Excerpts of location labeling data
►

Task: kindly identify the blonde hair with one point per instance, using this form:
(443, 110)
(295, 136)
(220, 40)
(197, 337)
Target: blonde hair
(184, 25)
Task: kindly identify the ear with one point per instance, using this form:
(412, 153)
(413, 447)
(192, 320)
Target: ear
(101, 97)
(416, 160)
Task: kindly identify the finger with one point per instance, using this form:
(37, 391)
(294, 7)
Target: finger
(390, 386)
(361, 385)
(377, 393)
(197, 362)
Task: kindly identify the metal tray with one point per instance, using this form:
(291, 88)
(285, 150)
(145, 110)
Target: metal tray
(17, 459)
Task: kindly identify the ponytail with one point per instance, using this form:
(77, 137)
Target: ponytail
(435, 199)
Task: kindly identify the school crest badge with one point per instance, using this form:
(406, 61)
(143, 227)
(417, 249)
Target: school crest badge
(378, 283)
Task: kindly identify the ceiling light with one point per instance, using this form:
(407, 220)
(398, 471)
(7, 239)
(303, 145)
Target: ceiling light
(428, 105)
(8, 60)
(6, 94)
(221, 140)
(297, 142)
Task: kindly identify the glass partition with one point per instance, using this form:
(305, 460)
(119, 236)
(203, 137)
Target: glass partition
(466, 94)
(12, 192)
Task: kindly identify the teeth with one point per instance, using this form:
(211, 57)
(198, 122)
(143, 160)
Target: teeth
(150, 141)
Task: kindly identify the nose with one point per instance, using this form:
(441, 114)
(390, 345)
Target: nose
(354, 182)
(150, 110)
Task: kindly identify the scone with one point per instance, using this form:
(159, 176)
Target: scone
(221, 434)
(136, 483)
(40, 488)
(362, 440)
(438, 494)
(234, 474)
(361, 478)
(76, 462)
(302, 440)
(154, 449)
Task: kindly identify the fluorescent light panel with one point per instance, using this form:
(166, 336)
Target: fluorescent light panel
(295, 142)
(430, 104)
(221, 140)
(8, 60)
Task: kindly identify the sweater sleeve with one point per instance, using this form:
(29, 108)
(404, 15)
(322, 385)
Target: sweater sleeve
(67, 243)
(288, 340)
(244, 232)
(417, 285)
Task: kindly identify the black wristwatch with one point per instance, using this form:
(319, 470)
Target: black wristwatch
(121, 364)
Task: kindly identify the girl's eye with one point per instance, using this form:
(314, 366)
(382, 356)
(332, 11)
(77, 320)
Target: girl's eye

◄

Instruction - Which lines run from the one containing "Task: kindly identify the teeth" to the end of the entries above? Quote exactly those, and only those.

Solution -
Task: kindly identify the teeth with one point per instance, using this form:
(211, 57)
(198, 122)
(143, 160)
Target: teeth
(150, 141)
Task: kindly identify the nose with one point per instance, using this form:
(441, 114)
(390, 345)
Target: nose
(354, 182)
(150, 110)
Task: kindly identify the scone with one point per instance, using this form:
(159, 176)
Target: scone
(221, 434)
(136, 483)
(40, 488)
(362, 440)
(438, 494)
(234, 474)
(361, 478)
(76, 462)
(302, 440)
(154, 449)
Task: kindly identify the fluorescent light panel with one point per instance, using this form:
(166, 336)
Target: fluorescent light panel
(295, 142)
(430, 104)
(221, 140)
(8, 60)
Task: kindly identify the sweater sleeve with one point per instance, using this form:
(29, 108)
(404, 15)
(322, 385)
Target: sweater sleeve
(67, 243)
(288, 340)
(244, 232)
(417, 285)
Task: kindly identify the black wristwatch with one point per instance, using this form:
(319, 470)
Target: black wristwatch
(121, 364)
Task: kindly identify the girl's eye with one point per instance, using this form:
(314, 366)
(382, 356)
(332, 11)
(77, 320)
Target: girl's eye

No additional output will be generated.